Point annotation records
================================
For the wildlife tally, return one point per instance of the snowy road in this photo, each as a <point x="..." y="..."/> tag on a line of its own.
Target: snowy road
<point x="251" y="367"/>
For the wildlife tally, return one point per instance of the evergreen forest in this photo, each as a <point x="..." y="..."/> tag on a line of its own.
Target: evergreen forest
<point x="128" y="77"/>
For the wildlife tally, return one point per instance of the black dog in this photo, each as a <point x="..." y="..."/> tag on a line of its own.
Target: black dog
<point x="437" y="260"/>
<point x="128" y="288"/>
================================
TASK TO CARRY OUT »
Reproduce all of the entries above verbatim, line for line.

FINISHED TASK »
For the wildlife tally, return one point per instance of the snowy road in this photo, each as a <point x="..." y="..."/> tag on a line of its own.
Target: snowy road
<point x="251" y="367"/>
For the wildlife tally, return one point per instance of the evergreen forest in this photo, each as a <point x="..." y="..."/> tag on a line of its own.
Target: evergreen forest
<point x="128" y="77"/>
For the wildlife tally, return one point per instance of the black dog in this photo, each as a <point x="..." y="..."/> tag on a line of its own.
Target: black dog
<point x="437" y="260"/>
<point x="128" y="288"/>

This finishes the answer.